YOUR TASKS
- 1) Retype the section of the financial results excerpt starting with "Interest expense. Interest" and going on through "credit facility syndicate.".
- 2) According to the financial results excerpt, what was the average realized oil price, excluding the effects of derivative activities, for the six months ended June 30, 2017?

TEXT SHOWN
§ §

Interest expense. Interest expense was $39 million for the three months ended June 30, 2017 as compared to $55 million during 2016. The decrease was primarily due to (i) approximately $11 million for the early redemption of our $600 million 7.0% unsecured senior notes in September 2016 and (ii) approximately $3 million, net, for the satisfaction and discharge of our $600 million 6.5% unsecured senior notes in December 2016 and our issuance of $600 million 4.375% unsecured senior notes in December 2016.

 

Loss on extinguishment of debt.  In April 2017, we amended our credit facility. We recorded a loss on extinguishment of debt of approximately $1 million for the three months ended June 30, 2017, representing the proportional amount of unamortized deferred loan costs associated with banks that are no longer in the credit facility syndicate.

 

Income tax provisions.  We recorded income tax expense of $93 million, which includes discrete income tax expense of approximately $2 million related to excess tax deficiencies on stock-based awards, which are recorded in the income tax provision pursuant to Accounting Standards Update (“ASU”) No. 2016-09, which was adopted on January 1, 2017, and an income tax benefit of $158 million for the three months ended June 30, 2017 and 2016, respectively. The change in our income tax provision was primarily due to income before income taxes during the three months ended June 30, 2017, as compared to a loss before income taxes during 2016. The effective income tax rates for the three months ended June 30, 2017 and 2016 were 37.8 percent and 37.3 percent, respectively.

41 


      

Six Months Ended June 30, 2017 Compared to Six Months Ended June 30, 2016

 

Oil and natural gas revenues.  Revenue from oil and natural gas operations was $1,179 million for the six months ended June 30, 2017, an increase of $499 million (73 percent) from $680 million for 2016. This increase was primarily due to the increase in oil and natural gas production as well as the increase in realized oil and natural gas prices (excluding the effects of derivative activities). Specific factors affecting oil and natural gas revenues include the following:

 

·         average daily oil production was 113,409 Bbl  for the six months ended June 30, 2017, an increase  of 24,195 Bbl  (27 percent) from 89,214 Bbl  for 2016

 

·         average realized oil price (excluding the effects of derivative activities) was $46.91 per Bbl during the six months ended June 30, 2017, an increase of 31 percent  from $35.80  per Bbl during 2016. For the six months ended June 30, 2017, our crude oil price differential relative to NYMEX was $(3.21) per Bbl, or a realization of approximately 94 percent, as compared to a crude oil price differential relative to NYMEX of $(3.85) per Bbl, or a realization of approximately 90 percent, for 2016. The basis differential between the location of Midland, Texas and Cushing, Oklahoma (NYMEX pricing location) for our oil directly impacts our realized oil price. For the six months ended June 30, 2017 and 2016, the average market basis differential between WTI-Midland and WTI-Cushing was a price reduction of $0.09 per Bbl and $0.01 per Bbl, respectively. Additionally, we incur fixed deductions from the posted Midland oil price based on the location of our oil within the Permian Basin. These fixed deductions were less per Boe during the six months ended June 30, 2017 as compared to 2016 primarily due to (i) more production transported through pipelines and (ii) successful renegotiation of fixed deductions for existing production transported through pipelines;

 

·         average daily natural gas production was 417,762 Mcf  for the six months ended June 30, 2017, an increase  of 99,130 Mcf  (31 percent) from 318,632 Mcf  for 2016; and

 

·         average realized natural gas price (excluding the effects of derivative activities) was $2.85 per Mcf during the six months ended June 30, 2017, an increase of 68 percent  from $1.70 per Mcf during 2016. For the six months ended June 30, 2017 and 2016, we realized approximately 91 percent and 80 percent, respectively, of the average NYMEX natural gas prices for the respective periods. The increase in our realized natural gas price (excluding the effects of derivatives) as a percentage of NYMEX during the six  months ended June 30, 2017 as compared to 2016 was primarily due to an increase in the average Mont Belvieu price for a blended barrel of natural gas liquids. Historically, and during the six  months ended June 30, 2017, we derived a significant portion of our total natural gas revenues from the value of the natural gas liquids contained in our natural gas, with the remaining portion coming from the value of the dry natural gas residue. The average Mont Belvieu price for a blended barrel of natural gas liquids was $23.09 per Bbl and $16.32 per Bbl during the six months ended June 30, 2017 and 2016, respectively.

§ §

GIVEN RECORDS
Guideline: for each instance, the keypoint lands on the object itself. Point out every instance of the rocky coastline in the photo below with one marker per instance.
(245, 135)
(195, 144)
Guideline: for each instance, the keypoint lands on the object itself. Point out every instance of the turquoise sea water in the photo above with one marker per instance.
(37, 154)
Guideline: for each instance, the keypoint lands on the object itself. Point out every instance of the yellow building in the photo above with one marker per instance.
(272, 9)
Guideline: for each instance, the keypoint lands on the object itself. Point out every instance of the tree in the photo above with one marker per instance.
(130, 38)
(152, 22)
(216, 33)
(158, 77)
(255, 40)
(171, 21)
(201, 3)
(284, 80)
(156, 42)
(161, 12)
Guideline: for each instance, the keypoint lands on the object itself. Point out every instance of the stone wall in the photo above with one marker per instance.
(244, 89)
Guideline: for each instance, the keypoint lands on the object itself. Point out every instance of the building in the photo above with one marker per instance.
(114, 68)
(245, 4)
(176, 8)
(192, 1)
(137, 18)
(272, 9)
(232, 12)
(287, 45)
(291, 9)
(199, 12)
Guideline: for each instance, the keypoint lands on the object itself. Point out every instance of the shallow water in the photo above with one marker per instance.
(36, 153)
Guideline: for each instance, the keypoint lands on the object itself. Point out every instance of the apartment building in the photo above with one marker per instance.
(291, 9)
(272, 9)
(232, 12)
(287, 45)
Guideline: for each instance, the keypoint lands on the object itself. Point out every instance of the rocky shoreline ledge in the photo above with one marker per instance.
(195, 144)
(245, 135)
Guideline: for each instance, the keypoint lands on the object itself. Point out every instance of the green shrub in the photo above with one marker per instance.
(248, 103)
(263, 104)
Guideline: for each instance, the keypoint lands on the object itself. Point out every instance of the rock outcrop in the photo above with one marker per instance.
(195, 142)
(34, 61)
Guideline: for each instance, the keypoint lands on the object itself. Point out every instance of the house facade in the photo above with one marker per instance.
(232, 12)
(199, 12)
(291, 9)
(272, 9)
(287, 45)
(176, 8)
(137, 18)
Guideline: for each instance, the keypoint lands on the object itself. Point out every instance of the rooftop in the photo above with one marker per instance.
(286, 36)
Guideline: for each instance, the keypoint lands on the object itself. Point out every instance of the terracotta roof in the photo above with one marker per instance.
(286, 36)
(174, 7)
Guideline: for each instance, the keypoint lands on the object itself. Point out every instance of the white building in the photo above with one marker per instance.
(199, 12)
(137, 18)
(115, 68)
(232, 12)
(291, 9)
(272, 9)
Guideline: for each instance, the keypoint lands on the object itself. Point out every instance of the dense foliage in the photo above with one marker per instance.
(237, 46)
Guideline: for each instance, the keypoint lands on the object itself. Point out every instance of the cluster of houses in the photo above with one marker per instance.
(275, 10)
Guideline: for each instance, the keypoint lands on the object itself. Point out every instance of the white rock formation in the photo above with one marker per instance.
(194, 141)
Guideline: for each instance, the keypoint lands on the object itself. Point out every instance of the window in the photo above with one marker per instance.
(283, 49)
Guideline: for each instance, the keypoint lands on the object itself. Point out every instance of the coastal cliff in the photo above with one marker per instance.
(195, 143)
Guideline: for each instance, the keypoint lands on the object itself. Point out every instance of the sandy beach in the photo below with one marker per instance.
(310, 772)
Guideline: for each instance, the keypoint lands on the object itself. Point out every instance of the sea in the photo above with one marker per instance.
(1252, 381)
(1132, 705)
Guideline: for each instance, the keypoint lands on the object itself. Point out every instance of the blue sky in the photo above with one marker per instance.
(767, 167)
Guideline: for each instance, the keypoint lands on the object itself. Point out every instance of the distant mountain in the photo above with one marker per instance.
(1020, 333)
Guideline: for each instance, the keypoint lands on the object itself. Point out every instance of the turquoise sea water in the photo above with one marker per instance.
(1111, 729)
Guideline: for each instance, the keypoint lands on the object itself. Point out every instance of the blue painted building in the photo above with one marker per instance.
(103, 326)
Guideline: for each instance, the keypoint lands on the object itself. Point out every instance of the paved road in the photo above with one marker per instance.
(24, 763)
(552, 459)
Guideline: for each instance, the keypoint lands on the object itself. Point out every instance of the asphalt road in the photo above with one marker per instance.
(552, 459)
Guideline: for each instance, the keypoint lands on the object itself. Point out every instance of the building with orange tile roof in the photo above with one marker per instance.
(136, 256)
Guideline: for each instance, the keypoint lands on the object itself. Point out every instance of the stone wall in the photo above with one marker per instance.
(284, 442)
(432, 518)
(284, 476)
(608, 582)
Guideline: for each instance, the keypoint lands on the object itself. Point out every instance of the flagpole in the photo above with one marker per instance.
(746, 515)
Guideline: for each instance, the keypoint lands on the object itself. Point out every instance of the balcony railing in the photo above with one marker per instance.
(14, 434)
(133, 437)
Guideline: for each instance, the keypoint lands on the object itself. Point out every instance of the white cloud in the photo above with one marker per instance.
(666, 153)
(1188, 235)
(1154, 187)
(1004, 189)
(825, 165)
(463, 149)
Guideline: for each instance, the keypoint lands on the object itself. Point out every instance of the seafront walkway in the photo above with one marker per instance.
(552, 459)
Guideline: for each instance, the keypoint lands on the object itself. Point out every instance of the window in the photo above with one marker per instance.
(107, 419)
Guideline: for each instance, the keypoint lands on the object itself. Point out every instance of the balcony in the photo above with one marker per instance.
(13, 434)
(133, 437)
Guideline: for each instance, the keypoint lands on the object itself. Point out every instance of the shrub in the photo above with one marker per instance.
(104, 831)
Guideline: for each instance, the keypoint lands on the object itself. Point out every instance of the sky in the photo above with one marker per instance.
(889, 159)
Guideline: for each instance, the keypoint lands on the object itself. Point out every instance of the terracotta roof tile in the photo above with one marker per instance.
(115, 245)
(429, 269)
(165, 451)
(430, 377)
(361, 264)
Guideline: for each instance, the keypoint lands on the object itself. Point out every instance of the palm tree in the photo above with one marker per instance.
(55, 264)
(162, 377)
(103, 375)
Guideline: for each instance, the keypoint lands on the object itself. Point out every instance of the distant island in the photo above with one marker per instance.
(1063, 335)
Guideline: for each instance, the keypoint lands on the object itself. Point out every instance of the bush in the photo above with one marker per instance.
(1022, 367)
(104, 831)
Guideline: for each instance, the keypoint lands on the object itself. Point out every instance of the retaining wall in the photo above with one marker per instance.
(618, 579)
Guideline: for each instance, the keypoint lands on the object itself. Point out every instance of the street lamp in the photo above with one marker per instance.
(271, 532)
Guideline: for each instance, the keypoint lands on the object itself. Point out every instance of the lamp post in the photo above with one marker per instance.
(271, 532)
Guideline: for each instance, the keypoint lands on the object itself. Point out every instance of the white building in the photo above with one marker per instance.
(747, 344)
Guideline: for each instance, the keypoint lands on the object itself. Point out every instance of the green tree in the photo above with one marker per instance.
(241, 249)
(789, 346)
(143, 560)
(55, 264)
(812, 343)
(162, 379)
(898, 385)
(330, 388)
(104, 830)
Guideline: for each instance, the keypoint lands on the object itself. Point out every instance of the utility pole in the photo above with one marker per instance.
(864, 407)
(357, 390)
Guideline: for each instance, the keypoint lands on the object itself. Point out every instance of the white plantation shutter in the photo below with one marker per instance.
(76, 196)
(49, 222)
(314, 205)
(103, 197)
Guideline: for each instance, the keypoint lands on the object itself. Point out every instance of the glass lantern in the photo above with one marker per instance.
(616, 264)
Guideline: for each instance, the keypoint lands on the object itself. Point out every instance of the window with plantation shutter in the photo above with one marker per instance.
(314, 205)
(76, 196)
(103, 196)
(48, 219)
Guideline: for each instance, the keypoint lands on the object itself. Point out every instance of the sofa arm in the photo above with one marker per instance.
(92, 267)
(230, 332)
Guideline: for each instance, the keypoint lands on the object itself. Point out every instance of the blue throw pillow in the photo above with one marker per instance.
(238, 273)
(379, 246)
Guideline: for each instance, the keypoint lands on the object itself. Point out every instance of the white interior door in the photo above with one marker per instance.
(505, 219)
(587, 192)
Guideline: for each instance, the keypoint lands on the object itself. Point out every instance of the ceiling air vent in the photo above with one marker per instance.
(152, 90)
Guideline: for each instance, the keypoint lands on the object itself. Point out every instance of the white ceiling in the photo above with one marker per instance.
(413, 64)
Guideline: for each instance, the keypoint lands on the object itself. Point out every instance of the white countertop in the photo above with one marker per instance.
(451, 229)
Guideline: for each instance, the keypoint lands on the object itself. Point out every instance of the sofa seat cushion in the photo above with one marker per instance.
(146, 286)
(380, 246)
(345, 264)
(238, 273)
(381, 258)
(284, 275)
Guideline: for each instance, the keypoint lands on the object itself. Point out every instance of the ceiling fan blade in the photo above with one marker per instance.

§ §

ANSWERS TO THE EXERCISE
- 1)
Interest expense. Interest expense was $39 million for the three months ended June 30, 2017 as compared to $55 million during 2016. The decrease was primarily due to (i) approximately $11 million for the early redemption of our $600 million 7.0% unsecured senior notes in September 2016 and (ii) approximately $3 million, net, for the satisfaction and discharge of our $600 million 6.5% unsecured senior notes in December 2016 and our issuance of $600 million 4.375% unsecured senior notes in December 2016.

 

Loss on extinguishment of debt.  In April 2017, we amended our credit facility. We recorded a loss on extinguishment of debt of approximately $1 million for the three months ended June 30, 2017, representing the proportional amount of unamortized deferred loan costs associated with banks that are no longer in the credit facility syndicate.

- 2) $46.91 per Bbl